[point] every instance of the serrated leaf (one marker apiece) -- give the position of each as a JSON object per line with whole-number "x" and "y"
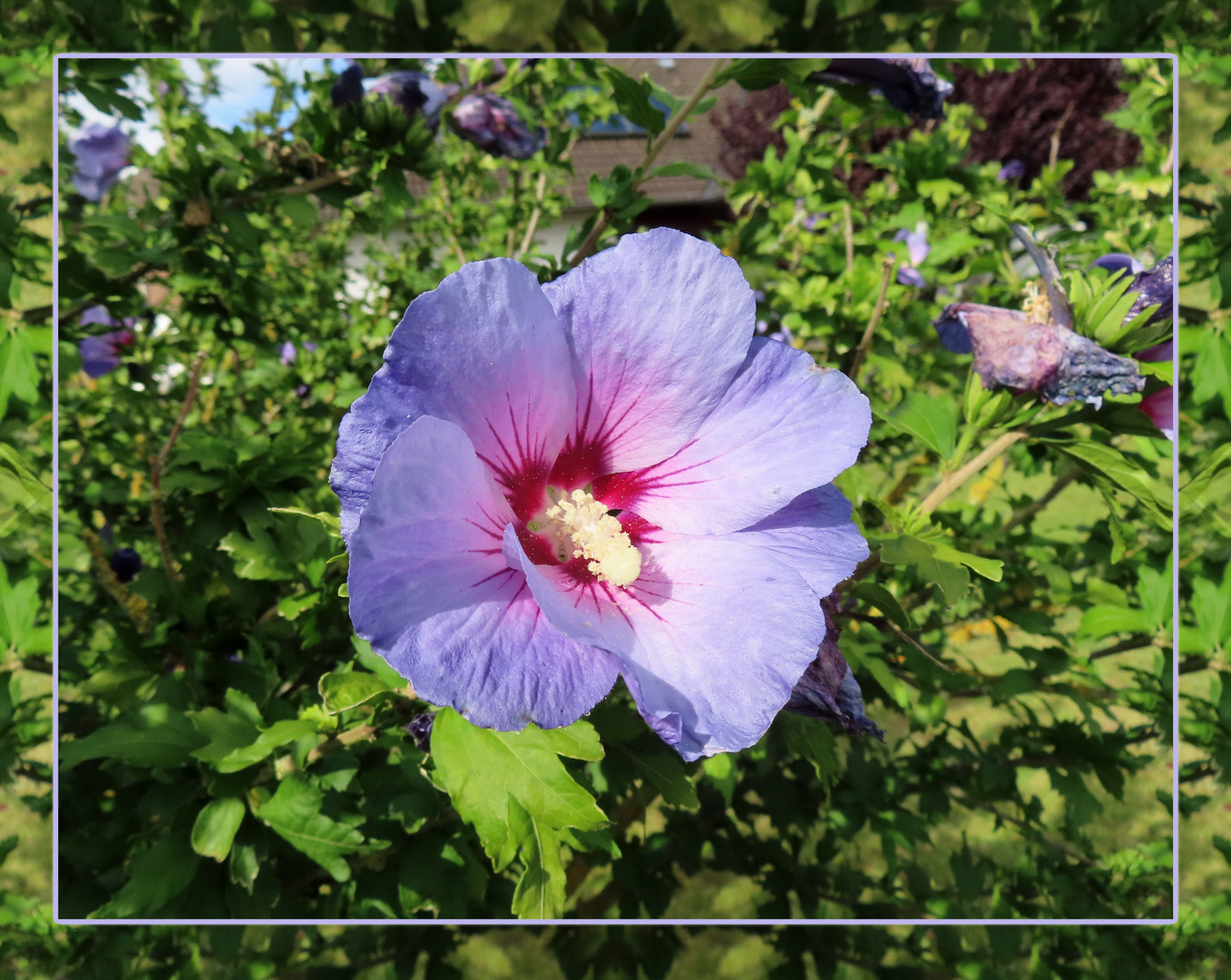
{"x": 665, "y": 771}
{"x": 293, "y": 813}
{"x": 154, "y": 878}
{"x": 990, "y": 568}
{"x": 933, "y": 421}
{"x": 482, "y": 769}
{"x": 540, "y": 893}
{"x": 275, "y": 737}
{"x": 344, "y": 691}
{"x": 154, "y": 737}
{"x": 1103, "y": 621}
{"x": 216, "y": 827}
{"x": 633, "y": 99}
{"x": 906, "y": 549}
{"x": 255, "y": 558}
{"x": 883, "y": 600}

______________________________

Goal: Format the listing above as a Markdown table with the columns "Row" for the row number and "Text" for each line, skipping blank lines. Leave the pictures out.

Result below:
| Row | Text |
|---|---|
| 1 | [point] every instance of the serrated leaf (one marker apiece) -- give the position of each as a JSON object per line with whole-number "x" and "y" |
| 2 | {"x": 665, "y": 771} |
| 3 | {"x": 293, "y": 813} |
| 4 | {"x": 154, "y": 878} |
| 5 | {"x": 990, "y": 568} |
| 6 | {"x": 933, "y": 421} |
| 7 | {"x": 482, "y": 769} |
| 8 | {"x": 540, "y": 893} |
| 9 | {"x": 275, "y": 737} |
| 10 | {"x": 344, "y": 691} |
| 11 | {"x": 154, "y": 737} |
| 12 | {"x": 1103, "y": 621} |
| 13 | {"x": 216, "y": 827} |
| 14 | {"x": 633, "y": 99} |
| 15 | {"x": 906, "y": 549} |
| 16 | {"x": 255, "y": 558} |
| 17 | {"x": 883, "y": 600} |